(Required task) Identify each line in the records below that contains the string "metal" and copy those lines in full. Case is significant.
• • • • •
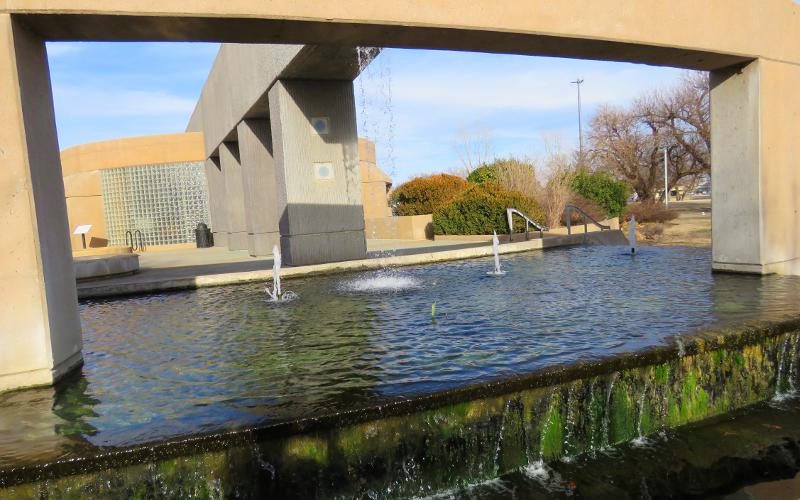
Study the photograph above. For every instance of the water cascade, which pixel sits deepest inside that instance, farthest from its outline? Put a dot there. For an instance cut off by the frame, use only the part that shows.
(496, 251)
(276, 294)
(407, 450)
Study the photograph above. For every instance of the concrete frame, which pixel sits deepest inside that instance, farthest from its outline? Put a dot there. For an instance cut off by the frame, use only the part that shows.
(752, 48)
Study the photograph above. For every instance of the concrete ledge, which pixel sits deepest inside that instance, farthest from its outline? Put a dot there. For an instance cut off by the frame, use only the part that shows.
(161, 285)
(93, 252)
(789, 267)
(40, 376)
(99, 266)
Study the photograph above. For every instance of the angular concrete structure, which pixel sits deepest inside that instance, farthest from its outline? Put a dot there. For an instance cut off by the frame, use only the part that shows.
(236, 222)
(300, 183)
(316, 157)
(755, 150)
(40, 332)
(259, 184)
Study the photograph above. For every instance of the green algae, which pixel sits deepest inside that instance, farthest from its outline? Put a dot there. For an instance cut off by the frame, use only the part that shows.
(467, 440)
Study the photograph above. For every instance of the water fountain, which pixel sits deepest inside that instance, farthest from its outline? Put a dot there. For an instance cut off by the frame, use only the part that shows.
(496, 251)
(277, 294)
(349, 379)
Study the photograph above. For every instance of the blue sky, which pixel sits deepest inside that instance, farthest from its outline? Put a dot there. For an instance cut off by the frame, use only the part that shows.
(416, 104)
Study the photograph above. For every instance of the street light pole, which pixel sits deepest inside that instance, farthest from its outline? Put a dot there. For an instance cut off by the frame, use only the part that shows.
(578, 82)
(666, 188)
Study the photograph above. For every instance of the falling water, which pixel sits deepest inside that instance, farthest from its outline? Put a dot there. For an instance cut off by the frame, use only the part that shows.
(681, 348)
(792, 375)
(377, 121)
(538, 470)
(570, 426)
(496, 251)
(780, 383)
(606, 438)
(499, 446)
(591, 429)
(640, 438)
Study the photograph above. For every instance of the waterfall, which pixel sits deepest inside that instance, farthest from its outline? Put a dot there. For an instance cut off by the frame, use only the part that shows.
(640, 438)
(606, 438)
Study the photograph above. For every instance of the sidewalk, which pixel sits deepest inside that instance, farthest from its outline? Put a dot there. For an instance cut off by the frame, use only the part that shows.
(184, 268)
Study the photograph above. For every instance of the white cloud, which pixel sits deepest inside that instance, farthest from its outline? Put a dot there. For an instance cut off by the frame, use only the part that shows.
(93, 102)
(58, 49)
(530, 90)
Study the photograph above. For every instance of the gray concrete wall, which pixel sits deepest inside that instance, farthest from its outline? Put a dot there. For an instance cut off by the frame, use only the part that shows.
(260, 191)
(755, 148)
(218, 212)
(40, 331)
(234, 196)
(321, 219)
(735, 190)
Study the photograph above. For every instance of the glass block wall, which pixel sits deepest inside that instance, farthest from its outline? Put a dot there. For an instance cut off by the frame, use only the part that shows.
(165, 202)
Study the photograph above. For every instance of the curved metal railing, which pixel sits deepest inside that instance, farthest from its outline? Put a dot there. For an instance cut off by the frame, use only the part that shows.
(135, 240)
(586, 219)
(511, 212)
• • • • •
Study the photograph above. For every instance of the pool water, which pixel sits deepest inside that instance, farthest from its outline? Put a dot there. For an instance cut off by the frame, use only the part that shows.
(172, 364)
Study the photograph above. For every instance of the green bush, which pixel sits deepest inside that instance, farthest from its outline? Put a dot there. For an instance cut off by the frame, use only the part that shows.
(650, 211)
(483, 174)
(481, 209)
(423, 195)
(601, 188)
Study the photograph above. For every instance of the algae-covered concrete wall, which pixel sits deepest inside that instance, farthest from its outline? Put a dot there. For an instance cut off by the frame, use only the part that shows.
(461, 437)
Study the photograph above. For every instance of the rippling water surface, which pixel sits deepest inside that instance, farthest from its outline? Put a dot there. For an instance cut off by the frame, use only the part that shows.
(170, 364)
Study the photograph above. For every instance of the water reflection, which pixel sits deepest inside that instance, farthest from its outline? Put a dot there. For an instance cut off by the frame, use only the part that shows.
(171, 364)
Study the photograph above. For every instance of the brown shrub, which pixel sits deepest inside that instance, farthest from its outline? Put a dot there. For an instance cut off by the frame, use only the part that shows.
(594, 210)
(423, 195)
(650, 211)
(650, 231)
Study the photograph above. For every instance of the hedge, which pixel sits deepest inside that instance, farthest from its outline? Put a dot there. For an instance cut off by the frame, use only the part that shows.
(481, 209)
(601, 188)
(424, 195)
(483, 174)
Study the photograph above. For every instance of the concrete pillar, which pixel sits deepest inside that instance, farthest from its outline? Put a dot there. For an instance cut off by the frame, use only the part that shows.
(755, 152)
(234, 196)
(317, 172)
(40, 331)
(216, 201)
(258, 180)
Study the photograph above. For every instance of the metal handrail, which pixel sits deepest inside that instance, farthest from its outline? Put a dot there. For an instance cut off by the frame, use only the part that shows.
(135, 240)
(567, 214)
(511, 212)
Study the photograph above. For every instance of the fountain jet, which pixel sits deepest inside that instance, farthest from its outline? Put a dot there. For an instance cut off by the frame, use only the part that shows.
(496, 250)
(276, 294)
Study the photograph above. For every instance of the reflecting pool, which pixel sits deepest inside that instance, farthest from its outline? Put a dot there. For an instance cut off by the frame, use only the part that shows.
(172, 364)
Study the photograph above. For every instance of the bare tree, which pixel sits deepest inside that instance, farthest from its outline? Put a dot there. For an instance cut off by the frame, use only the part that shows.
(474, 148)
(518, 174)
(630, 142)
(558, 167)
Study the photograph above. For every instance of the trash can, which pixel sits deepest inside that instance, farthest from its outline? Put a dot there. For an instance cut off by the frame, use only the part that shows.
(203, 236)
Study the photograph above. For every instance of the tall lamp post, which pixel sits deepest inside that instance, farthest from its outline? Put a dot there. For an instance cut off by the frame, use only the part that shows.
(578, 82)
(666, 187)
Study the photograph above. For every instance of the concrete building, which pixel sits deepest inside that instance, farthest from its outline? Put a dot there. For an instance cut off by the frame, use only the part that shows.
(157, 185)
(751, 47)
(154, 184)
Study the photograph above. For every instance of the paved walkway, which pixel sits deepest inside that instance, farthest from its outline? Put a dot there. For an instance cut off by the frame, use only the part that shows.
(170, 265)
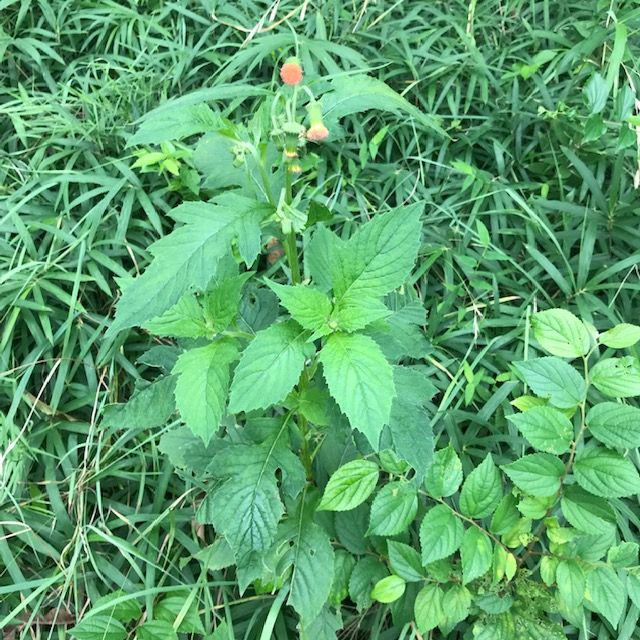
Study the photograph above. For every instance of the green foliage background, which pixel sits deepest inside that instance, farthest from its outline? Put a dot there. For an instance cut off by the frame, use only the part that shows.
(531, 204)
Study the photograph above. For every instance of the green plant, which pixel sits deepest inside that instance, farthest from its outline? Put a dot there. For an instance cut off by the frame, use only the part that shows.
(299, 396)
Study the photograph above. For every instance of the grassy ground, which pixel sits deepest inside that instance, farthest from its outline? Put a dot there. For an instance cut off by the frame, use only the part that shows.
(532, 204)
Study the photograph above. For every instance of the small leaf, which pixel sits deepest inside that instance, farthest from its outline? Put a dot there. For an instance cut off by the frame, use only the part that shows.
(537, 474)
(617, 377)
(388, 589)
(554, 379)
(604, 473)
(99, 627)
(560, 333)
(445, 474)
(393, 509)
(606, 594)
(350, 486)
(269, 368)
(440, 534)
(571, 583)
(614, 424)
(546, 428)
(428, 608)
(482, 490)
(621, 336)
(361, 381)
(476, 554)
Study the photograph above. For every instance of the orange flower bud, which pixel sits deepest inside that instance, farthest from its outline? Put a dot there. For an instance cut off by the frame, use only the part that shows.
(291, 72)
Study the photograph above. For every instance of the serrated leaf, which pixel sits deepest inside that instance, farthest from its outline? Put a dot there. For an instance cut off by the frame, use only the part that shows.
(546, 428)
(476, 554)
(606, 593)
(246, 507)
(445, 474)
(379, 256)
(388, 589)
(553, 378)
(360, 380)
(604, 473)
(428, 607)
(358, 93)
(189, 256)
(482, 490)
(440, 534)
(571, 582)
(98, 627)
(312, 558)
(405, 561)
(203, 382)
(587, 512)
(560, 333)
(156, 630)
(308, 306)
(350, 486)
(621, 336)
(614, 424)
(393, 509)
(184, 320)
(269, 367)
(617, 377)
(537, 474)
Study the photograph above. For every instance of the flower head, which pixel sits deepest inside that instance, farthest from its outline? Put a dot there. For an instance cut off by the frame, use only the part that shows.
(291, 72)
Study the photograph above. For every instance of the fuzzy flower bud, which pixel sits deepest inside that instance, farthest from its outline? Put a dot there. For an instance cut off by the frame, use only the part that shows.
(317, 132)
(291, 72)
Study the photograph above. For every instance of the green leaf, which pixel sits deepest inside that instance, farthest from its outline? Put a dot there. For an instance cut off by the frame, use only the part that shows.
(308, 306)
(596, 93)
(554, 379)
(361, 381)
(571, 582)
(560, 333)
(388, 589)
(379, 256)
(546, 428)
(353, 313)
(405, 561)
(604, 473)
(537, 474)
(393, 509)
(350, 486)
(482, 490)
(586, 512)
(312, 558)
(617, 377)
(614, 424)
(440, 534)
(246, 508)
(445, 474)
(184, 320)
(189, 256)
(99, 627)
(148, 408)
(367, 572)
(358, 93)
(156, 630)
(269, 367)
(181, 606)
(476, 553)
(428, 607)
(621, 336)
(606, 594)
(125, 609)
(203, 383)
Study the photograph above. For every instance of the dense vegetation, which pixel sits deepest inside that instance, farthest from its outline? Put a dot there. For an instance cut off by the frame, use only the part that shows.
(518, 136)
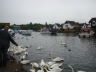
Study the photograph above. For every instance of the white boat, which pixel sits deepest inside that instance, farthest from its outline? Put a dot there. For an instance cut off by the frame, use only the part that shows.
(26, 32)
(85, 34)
• • • • •
(Expected output)
Study the photograph above. For every instance of the curved metal railing, which pixel sits deepest inside that instance, farthest from its outline? Put a dot there. For an instance cut off by the frame, use only the part that shows.
Study the photograph above. For every instance of the metal handrail, which pixel sits deepest inside that instance, farthest from its outline? Put a dot there. For an instance cut off by the frame, use only the part that shows.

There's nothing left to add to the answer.